• **Exercise goal**:
Could you retype the entries exactly as they are?

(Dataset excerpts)
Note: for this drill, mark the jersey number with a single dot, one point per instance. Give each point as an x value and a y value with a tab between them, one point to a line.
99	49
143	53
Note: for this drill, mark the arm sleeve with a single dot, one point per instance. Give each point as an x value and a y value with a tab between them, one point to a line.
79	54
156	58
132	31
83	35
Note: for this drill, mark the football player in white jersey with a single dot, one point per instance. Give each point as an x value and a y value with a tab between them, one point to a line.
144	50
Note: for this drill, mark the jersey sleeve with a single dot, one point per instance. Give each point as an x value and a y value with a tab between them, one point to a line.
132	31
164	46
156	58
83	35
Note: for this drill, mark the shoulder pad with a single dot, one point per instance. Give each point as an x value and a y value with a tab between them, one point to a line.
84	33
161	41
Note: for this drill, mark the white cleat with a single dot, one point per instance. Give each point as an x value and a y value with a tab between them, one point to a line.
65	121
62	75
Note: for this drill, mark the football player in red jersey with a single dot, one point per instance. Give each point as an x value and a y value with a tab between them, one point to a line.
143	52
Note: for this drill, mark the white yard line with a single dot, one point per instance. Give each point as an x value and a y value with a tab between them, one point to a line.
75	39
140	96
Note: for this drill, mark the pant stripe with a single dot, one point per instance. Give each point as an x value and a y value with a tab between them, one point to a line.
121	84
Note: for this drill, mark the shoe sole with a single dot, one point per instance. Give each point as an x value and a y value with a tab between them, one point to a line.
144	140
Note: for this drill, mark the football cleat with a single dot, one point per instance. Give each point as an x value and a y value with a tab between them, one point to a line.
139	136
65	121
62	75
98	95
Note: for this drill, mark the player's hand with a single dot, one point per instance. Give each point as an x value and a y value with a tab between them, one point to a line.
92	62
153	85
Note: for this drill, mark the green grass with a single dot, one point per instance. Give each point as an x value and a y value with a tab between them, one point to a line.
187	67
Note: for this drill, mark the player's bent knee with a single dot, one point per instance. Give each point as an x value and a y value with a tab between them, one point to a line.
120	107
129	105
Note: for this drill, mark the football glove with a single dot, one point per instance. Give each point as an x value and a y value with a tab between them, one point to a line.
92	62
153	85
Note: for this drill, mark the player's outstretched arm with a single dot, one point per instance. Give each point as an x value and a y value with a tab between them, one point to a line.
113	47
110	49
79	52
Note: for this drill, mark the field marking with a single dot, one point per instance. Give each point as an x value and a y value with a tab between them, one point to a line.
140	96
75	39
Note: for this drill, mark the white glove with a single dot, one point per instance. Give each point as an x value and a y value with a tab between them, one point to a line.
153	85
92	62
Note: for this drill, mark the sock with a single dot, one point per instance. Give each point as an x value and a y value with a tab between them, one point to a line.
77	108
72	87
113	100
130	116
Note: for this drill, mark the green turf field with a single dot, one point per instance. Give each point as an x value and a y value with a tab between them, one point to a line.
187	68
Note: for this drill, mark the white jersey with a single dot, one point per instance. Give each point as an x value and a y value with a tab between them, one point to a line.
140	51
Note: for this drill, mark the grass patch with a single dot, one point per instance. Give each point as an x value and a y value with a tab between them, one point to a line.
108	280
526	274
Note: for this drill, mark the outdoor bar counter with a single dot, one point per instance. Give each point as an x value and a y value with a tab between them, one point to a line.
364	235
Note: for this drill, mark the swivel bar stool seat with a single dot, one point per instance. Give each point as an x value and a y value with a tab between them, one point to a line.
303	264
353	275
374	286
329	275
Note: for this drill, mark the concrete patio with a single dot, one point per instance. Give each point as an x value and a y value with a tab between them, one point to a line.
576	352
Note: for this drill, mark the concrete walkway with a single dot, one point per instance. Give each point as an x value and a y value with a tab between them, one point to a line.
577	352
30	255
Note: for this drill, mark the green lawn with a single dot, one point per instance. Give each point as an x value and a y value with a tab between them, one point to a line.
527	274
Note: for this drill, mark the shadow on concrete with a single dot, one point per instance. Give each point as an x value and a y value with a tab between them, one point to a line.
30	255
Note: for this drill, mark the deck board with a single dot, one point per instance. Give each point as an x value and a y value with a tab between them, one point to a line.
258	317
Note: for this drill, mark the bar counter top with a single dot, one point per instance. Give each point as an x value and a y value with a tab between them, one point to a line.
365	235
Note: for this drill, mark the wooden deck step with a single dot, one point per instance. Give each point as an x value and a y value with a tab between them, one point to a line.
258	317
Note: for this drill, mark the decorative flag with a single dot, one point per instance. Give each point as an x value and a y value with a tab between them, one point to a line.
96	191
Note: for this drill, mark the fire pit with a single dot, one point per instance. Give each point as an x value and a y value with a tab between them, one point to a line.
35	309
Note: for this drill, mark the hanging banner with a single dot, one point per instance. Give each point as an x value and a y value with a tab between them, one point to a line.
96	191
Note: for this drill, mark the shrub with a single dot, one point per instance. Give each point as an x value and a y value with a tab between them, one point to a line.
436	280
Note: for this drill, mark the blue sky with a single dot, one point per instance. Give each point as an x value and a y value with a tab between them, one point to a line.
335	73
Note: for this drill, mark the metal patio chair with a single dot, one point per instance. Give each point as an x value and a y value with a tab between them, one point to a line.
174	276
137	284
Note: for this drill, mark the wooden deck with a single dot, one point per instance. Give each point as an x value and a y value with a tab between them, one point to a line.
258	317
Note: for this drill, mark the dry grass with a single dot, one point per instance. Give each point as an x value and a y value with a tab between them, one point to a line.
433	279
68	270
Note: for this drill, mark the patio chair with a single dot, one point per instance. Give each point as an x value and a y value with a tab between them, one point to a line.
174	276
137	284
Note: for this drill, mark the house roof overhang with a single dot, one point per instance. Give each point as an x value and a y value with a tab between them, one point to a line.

• **Exercise solution**:
Note: for this drill, mark the jersey number with a single dot, one point per instance. Give each point as an x value and a y value with a tab between them, one point to a line.
99	49
143	53
Note: for this drill, mark the arm sleeve with a single dot, one point per instance. Give each point as an x value and a y value with a tab between them, one point to a line.
79	54
156	58
132	31
83	35
Note: for this drill, mark the football player in white jersey with a single dot, one point per instance. Give each point as an x value and a y value with a tab between them, one point to a line.
144	50
Note: for this drill, mark the jersey sleeve with a single dot, one point per instance. Give each point as an x value and a y value with a tab between them, one point to a line.
132	31
164	46
156	58
83	35
Note: for this drill, mark the shoulder pad with a single dot, one point per instance. Give each point as an x value and a y value with a tab between them, one point to a line.
84	33
161	41
Note: for this drill, mark the white cleat with a single dot, one point per instance. Give each point as an x value and a y value with a tab between them, one point to a line.
65	121
62	75
Note: for this drill, mark the football player in red jersey with a single dot, one point per instance. Give each point as an x value and a y value with a tab between them, one point to a line.
143	52
Note: for this drill, mark the white yard line with a single dot, one point per instance. Give each point as an x value and a y value with a tab between them, one point to a line.
75	39
140	96
Note: for this drill, mark the pant stripe with a single dot, one point per instance. Give each point as an x value and a y value with a tab between them, one point to a line.
121	84
Note: for this drill, mark the shoe sole with a single dot, one point per instance. Give each point as an x value and a y value with a tab between them, one point to a line.
144	140
Note: for this drill, mark the football cleat with a single dot, one point per instance. Give each point as an x value and a y value with a tab between them, one point to a line.
139	136
65	121
62	75
98	95
Note: for this drill, mark the player's hand with a single dot, one point per instance. Give each point as an x value and a y value with a tab between them, one point to a line.
92	62
153	85
Note: for this drill, mark the green grass with a single dot, one point per instance. Give each point as an x value and a y value with a tab between them, one point to a line.
187	67
Note: for this drill, mark the player's bent knee with a single dot, one point per instance. Give each point as an x value and a y value with a tab between them, one point to a line.
120	107
129	105
Note: for this drill, mark the football glove with a single dot, one point per instance. Give each point as an x value and a y value with a tab between them, one point to a line.
92	62
153	85
Note: for this drill, mark the player's outstretched arm with a single dot, one point per instance. Give each point as an x value and a y value with a tab between them, one point to a line.
113	47
110	49
79	52
Note: for this drill, mark the field marking with a single dot, one point per instance. Give each point as an x value and a y value with a tab between them, one point to a line.
140	96
75	39
Note: for this drill, mark the white glove with a single dot, one point per instance. Give each point as an x value and a y value with a tab between them, one point to a line.
153	85
92	62
Note: for this drill, mark the sock with a single dot, one point per instance. Give each point as an x value and a y value with a tab between them, one point to a line.
77	108
72	87
113	100
130	116
Note: for this drill, mark the green turf field with a single dot, one point per instance. Give each point as an x value and a y value with a tab between them, one point to a line.
187	68
Note: for this drill, mark the white jersey with a single dot, one point per instance. Give each point as an x value and a y value with a tab between them, one point to a line.
140	51
Note: for this drill, mark the grass patch with a single dot, one point per instance. Give each point as an x value and a y value with a tab between them, one point to a line.
108	280
526	274
Note: for this drill, mark the outdoor bar counter with a single dot, one point per instance. Give each point as an x value and a y value with a tab between them, one point to a line.
364	235
Note: for this drill, mark the swivel bar stool seat with a single dot, one point per instance. Give each point as an x value and a y value with a tab between them, one point to a line.
303	264
353	275
374	286
329	275
Note: for this drill, mark the concrete patio with a single dot, one point per instance. Give each point as an x value and a y value with a tab between them, one point to a line.
576	352
Note: for this drill, mark the concrete walkway with a single dot, one point per instance. Give each point as an x value and a y value with a tab between them, one point to a line.
577	352
30	255
Note: for this drill, mark the green lawn with a single dot, one point per instance. Give each point as an x value and a y value with a tab between them, one point to a line.
527	274
Note: for this drill, mark the shadow on concrete with a single dot, one point per instance. Give each point as an x value and a y value with a tab between them, one point to a line.
30	255
Note: for this drill, mark the deck board with a single dot, one point per instance. Give each point as an x value and a y value with a tab between them, one point to a line.
258	317
Note: for this drill, mark the bar counter top with a single dot, one point per instance. Give each point as an x value and a y value with a tab between them, one point to a line.
365	235
Note: for this drill, mark the wooden deck step with a single dot, one point per instance. Give each point as an x value and a y value with a tab between them, one point to a line.
258	317
Note: for this drill, mark the decorative flag with a single dot, one point per instance. Give each point as an x value and a y value with a tab between them, one point to a line.
96	191
Note: for this drill, mark the fire pit with a single dot, one point per instance. Give each point as an x value and a y value with a tab between them, one point to a line.
35	309
Note: for this drill, mark the hanging banner with a single dot, one point per instance. Give each point as an x value and a y value with a tab between them, one point to a line.
96	191
Note: for this drill, mark the shrub with a single dot, one point per instance. Give each point as an x value and a y value with a tab between them, one point to a line.
436	280
Note: for this drill, mark the blue sky with a single dot, one point per instance. Give each point as an x value and a y value with a tab between them, one point to a line.
335	73
Note: for this drill, mark the metal patio chair with a single dot, one point per instance. Give each point as an x value and a y value with a tab between them, one point to a line.
174	276
137	284
Note: for this drill, mark the wooden deck with a single dot, one point per instance. Give each point as an x value and a y value with a tab between them, one point to a line.
258	317
Note: for this drill, mark the dry grass with a single dot, one point per instance. Give each point as an x value and a y value with a tab between them, one point to a line.
433	279
68	270
Note: for this drill, mark the patio chair with a single dot, one point per instance. Give each point as an x value and a y value with a tab between them, one point to a line.
174	276
137	284
Note: for this drill, mark the house roof overhang with a single dot, one point per instance. Give each point as an x value and a y value with a tab between them, one point to a line.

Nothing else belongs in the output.